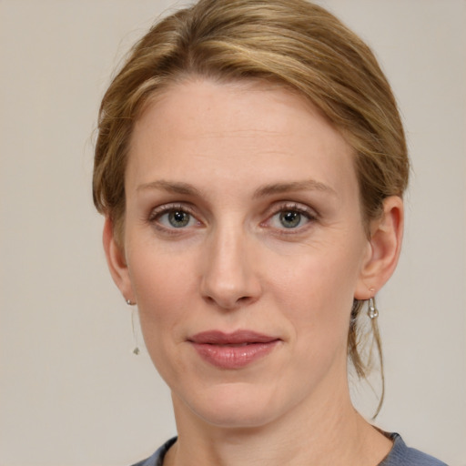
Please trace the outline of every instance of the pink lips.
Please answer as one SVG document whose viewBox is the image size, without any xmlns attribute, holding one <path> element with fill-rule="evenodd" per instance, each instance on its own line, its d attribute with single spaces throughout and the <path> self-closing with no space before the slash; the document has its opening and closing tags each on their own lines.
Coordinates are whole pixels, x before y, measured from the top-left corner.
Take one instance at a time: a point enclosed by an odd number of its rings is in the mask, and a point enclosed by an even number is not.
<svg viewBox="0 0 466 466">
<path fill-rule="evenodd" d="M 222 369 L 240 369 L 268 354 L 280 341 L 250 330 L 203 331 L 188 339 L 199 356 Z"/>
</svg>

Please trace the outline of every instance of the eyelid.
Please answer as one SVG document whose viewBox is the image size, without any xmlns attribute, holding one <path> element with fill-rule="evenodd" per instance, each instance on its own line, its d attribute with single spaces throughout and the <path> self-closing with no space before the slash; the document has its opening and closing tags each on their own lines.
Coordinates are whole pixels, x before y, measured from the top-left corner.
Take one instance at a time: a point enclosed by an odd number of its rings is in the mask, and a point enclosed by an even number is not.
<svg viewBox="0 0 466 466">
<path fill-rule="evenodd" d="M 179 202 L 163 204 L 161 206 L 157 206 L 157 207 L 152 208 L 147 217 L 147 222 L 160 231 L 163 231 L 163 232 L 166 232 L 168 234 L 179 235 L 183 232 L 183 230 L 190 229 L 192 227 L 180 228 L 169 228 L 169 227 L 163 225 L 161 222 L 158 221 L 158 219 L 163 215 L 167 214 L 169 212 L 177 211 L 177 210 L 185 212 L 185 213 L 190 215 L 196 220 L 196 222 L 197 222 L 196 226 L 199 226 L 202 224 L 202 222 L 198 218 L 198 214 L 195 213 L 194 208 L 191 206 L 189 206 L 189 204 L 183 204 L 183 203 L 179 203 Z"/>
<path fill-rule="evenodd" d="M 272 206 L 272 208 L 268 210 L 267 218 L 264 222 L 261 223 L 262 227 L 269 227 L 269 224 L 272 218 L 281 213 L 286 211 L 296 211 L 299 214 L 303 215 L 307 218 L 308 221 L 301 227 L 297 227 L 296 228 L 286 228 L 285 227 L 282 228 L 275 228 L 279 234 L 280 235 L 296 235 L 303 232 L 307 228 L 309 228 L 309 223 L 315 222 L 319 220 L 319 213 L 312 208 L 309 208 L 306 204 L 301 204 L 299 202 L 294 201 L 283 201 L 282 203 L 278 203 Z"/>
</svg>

* * *

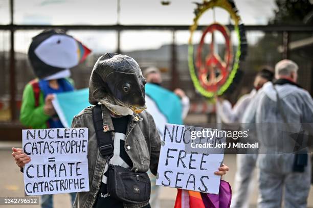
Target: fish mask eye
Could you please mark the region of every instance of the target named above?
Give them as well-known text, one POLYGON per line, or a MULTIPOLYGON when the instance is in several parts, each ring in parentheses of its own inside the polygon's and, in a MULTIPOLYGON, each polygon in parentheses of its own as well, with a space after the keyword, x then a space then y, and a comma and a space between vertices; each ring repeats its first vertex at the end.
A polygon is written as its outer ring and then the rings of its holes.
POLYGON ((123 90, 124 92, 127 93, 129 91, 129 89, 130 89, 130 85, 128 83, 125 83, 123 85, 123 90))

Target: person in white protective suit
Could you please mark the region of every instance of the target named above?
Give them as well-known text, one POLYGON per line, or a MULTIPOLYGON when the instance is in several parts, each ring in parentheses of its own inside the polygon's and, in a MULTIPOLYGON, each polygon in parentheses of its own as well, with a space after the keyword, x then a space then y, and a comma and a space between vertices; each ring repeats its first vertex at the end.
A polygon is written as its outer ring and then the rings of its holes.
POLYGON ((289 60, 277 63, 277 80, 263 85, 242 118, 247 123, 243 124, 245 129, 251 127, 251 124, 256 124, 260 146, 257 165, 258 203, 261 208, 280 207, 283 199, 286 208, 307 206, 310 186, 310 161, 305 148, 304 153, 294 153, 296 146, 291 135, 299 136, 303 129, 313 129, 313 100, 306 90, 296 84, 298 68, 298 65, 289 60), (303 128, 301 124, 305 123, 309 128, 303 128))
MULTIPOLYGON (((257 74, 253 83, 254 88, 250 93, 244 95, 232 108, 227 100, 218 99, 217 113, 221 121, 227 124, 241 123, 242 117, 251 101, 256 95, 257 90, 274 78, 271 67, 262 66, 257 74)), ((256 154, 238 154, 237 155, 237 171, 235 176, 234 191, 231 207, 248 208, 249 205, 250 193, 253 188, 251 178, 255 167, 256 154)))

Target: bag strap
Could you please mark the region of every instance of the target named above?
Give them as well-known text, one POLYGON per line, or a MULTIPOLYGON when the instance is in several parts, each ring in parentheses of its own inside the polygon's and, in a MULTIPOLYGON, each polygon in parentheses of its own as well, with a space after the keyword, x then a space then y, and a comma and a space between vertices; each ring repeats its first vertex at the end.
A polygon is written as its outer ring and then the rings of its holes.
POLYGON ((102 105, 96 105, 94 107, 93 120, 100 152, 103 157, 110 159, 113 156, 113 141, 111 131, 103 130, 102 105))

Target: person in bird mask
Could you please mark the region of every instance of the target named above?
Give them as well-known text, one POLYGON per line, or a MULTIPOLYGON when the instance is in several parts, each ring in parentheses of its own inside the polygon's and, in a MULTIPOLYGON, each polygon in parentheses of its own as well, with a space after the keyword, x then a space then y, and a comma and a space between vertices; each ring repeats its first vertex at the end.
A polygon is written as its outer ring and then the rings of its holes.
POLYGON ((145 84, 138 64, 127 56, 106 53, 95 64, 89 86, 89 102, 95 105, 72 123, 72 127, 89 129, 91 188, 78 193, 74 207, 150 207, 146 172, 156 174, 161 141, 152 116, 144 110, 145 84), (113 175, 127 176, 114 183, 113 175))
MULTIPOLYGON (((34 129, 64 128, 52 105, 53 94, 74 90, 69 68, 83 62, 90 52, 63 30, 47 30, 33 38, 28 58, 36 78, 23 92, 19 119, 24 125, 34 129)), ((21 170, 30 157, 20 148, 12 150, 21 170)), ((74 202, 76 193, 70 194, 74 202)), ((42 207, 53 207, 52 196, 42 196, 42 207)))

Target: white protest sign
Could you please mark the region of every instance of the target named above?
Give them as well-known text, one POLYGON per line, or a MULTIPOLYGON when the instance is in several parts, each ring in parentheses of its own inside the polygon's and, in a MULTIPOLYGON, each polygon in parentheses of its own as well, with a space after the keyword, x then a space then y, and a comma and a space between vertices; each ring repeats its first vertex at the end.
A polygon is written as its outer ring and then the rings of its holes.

==

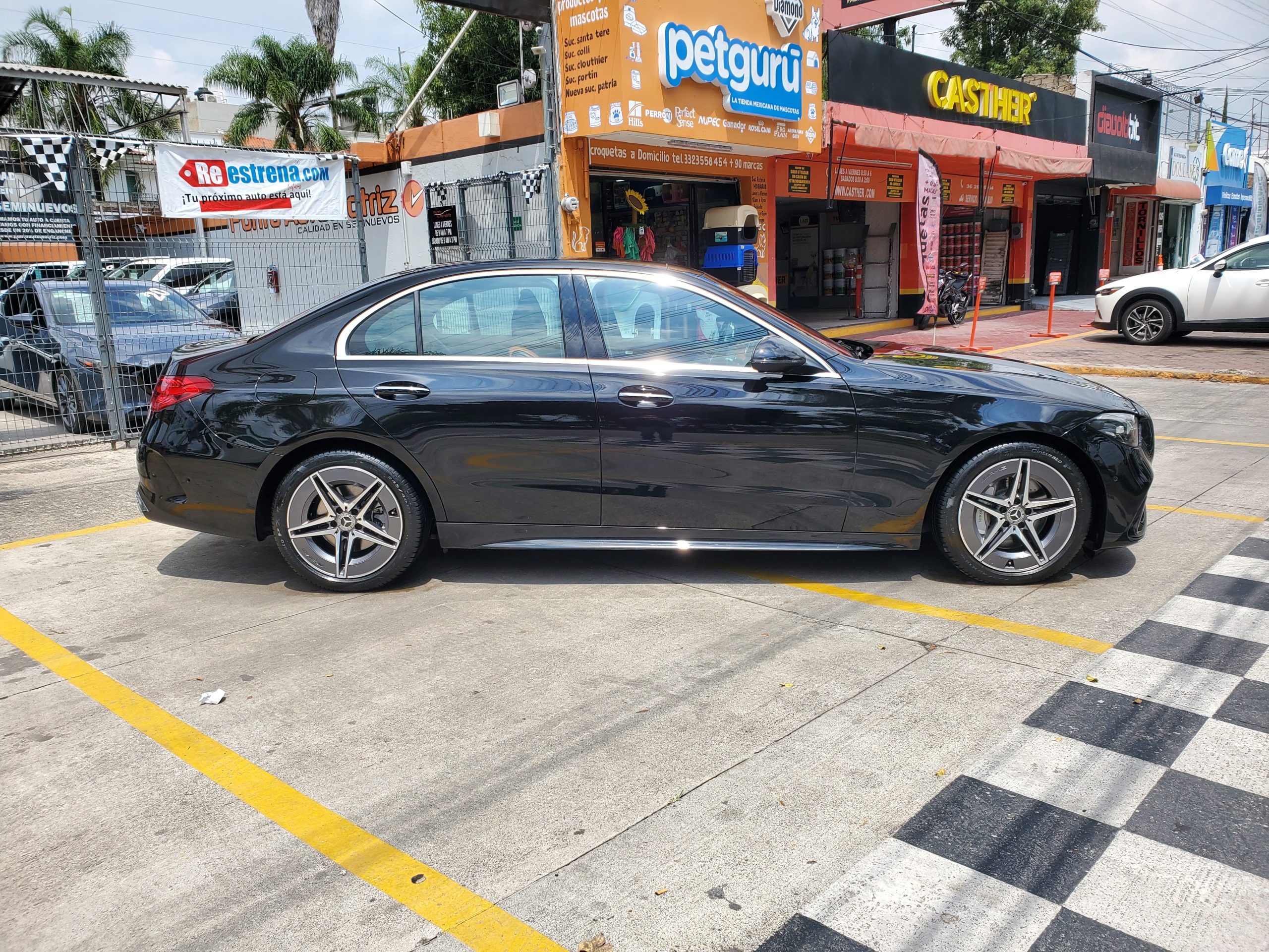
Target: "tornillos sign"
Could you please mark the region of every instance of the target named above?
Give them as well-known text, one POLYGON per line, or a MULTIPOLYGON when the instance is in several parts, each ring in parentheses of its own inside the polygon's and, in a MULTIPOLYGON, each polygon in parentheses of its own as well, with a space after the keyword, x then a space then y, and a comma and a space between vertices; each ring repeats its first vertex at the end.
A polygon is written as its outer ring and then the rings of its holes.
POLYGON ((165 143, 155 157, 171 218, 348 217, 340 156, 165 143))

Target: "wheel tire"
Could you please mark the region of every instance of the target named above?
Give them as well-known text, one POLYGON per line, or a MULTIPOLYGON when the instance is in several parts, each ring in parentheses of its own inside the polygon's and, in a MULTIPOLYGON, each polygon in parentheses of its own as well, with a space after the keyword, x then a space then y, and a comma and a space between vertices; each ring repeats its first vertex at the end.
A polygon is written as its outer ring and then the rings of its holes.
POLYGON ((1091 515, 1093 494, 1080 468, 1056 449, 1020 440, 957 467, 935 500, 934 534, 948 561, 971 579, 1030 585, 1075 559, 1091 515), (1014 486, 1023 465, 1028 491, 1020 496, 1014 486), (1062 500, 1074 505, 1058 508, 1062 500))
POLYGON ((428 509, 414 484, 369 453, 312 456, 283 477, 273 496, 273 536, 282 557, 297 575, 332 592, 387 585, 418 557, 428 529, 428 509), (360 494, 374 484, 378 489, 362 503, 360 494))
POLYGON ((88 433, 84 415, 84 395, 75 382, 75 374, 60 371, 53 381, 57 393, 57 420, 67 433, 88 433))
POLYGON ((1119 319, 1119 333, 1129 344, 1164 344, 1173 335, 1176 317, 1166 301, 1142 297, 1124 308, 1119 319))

# [THE PROBLEM]
Reproduce the records from the line containing "Target: bag strap" down to the line containing "POLYGON ((102 105, 96", both included and requests as well, and shift every polygon coordinate in the answers by adding -28 to it.

# [FINISHED TASK]
Target: bag strap
Could you please mark the region of every instance of the target named above?
Give them as well-known text, one POLYGON per line, or a MULTIPOLYGON when the instance is in several parts, each ring in parentheses of its own inside the polygon's and, in a MULTIPOLYGON, each polygon in parentheses of its own as well, with a space after the keyword, x then a space then y, and a comma and a space between vertices; each ring repeats its first vertex at the end.
A polygon is written as its outer ring and then the rings of its holes.
POLYGON ((74 77, 68 77, 66 79, 65 92, 72 124, 75 129, 82 131, 85 128, 85 113, 83 103, 75 102, 74 77))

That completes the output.